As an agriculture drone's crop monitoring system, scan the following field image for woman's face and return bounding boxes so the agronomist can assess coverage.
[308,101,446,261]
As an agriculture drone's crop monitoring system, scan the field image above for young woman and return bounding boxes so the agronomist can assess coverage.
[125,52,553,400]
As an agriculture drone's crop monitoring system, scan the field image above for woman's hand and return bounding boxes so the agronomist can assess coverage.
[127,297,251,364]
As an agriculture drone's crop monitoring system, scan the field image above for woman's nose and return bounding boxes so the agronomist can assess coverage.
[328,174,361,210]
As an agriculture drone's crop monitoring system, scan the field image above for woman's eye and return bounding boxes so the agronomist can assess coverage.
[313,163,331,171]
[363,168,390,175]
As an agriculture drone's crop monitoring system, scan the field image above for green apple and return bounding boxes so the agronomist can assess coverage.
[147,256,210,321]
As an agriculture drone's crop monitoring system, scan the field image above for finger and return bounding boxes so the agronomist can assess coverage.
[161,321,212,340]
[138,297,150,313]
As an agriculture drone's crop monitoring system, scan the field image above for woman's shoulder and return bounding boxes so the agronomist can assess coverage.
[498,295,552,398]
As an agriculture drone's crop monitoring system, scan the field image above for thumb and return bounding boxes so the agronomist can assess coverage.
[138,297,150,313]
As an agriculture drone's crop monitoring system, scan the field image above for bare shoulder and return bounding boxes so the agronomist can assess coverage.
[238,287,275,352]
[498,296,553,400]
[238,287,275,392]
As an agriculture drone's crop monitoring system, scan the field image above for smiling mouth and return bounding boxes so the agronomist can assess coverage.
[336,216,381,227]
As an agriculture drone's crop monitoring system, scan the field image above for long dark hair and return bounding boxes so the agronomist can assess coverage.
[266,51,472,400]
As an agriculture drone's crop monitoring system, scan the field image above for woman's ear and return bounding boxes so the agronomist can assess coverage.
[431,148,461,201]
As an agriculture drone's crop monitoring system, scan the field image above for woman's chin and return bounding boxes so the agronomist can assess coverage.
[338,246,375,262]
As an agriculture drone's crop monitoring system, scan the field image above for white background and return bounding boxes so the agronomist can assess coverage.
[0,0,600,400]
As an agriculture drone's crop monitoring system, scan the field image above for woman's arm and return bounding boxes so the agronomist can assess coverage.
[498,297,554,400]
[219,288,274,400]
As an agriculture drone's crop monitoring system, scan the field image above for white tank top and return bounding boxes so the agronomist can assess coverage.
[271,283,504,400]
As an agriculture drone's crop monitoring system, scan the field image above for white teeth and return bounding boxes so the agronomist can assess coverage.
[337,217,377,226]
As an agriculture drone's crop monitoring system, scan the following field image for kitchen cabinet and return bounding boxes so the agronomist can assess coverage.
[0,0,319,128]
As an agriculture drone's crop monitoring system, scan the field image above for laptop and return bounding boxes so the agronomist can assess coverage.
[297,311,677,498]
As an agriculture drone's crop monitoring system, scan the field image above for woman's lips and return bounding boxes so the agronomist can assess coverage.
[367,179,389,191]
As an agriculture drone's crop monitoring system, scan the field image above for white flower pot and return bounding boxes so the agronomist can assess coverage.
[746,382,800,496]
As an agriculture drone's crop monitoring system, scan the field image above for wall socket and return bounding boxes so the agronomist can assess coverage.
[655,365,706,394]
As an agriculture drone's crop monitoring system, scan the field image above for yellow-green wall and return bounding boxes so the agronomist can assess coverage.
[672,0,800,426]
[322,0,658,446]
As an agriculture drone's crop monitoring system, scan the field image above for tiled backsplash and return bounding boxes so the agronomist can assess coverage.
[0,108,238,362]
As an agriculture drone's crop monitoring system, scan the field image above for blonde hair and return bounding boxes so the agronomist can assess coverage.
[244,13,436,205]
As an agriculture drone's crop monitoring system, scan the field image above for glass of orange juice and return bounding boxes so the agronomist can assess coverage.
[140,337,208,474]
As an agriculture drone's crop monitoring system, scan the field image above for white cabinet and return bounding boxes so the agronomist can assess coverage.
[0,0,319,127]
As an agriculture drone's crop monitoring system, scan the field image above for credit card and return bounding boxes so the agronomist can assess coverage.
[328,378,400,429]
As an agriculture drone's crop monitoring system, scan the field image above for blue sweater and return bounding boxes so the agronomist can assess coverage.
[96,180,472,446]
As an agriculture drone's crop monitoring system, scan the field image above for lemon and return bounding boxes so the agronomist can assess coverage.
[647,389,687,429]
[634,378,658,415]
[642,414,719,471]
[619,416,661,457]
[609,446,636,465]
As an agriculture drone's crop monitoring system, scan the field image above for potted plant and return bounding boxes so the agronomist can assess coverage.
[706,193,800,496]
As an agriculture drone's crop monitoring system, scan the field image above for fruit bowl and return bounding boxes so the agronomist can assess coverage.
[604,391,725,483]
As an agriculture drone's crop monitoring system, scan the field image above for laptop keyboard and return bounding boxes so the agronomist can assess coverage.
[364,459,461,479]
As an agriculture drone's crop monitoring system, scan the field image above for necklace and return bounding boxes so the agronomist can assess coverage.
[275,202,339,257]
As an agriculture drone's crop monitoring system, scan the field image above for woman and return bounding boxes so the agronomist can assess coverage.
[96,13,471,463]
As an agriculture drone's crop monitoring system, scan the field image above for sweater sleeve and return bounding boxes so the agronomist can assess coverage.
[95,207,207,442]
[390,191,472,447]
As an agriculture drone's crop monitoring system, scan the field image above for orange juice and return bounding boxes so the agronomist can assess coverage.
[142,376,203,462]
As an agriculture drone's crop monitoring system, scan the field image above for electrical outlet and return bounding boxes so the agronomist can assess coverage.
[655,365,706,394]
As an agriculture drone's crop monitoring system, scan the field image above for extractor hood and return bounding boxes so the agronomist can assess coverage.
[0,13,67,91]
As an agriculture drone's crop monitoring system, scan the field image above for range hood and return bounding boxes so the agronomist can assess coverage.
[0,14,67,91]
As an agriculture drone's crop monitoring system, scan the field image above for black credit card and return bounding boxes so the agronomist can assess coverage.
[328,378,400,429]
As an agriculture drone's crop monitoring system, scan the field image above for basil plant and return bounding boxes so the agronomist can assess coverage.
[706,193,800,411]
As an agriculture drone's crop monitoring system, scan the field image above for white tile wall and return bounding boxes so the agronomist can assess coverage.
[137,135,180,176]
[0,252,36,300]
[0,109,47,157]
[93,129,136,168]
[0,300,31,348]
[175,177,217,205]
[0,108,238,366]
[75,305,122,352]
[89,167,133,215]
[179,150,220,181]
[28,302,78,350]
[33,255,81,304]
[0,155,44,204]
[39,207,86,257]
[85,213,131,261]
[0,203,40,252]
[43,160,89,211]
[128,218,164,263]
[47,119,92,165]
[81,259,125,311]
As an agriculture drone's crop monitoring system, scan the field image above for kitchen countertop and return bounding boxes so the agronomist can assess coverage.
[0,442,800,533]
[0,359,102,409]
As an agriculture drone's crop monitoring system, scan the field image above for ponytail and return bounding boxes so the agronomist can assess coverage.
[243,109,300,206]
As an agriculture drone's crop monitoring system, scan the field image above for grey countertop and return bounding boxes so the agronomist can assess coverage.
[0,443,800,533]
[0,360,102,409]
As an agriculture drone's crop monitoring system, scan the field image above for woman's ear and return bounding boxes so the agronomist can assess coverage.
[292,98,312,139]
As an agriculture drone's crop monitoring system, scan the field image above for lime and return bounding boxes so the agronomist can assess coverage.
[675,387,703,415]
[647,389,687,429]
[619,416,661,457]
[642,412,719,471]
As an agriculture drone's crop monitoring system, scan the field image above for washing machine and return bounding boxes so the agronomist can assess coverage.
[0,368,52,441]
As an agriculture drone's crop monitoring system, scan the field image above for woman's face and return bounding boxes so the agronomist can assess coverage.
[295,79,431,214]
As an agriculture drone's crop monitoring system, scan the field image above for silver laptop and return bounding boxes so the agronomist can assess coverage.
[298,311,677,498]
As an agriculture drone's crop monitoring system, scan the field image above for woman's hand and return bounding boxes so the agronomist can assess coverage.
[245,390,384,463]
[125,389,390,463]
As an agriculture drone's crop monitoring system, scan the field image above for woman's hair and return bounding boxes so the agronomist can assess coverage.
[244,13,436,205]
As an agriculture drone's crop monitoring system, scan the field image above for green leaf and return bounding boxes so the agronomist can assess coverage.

=======

WORK INSTRUCTIONS: Could you repeat the part of the listing that opens with the line containing "above for tiled" and closes with the line containing "[275,202,339,257]", changing "agronomist" to "farm manager" and leaving everything else as it is?

TASK RESPONSE:
As an agriculture drone's crop monitoring system, scan the field image above for tiled backsplash and return bounding boxes so the farm manager can assess coverage.
[0,108,238,362]
As an agriculture drone's crop monitoring system, scan the field image above for blonde hair and return bounding boxes so the farm manager can assess coverage.
[244,13,436,205]
As an agriculture drone's crop monitoring system, scan the field image above for glass of orange juice and return bounding boxes so the farm manager can assess coverage.
[140,337,208,474]
As an agriculture drone's crop monitoring system, scan the field image above for white cabinet and return bounding boxes so the farm manager can assess coverage.
[0,0,319,127]
As an agriculture drone's crop monitoring system, scan the field image above for credit card and return bounding boxes so the farm manager can assess coverage.
[328,378,400,429]
As an agriculture drone's crop monitoring system, scan the field image above for blue sweater and return bounding boxes so the farm manager can assess coverage.
[96,180,472,446]
As an agriculture drone's crop monitoring system, scan the field image above for lemon and return bounding boxes so the farm manager can assess coverage.
[647,389,687,429]
[634,378,658,415]
[642,414,719,471]
[619,416,661,457]
[609,446,636,465]
As an agriculture drone's crop monitoring system, scan the field image above for potted plant and return bounding boxes so the farm manager can assess coverage.
[706,193,800,496]
As an agriculture drone's crop monitoring system, scan the field image above for fruit bowl and return bounding boxes so the farm manager can assess coverage.
[604,391,725,483]
As an agriculture drone's crop monitoring system, scan the field image above for laptop keyboard and return bounding boxes so the farm manager can assess coverage.
[364,459,461,479]
As an agriculture drone's crop monitoring system, scan the field image above for necklace and return bounding boxes so the farm manager can assess coverage.
[275,202,339,257]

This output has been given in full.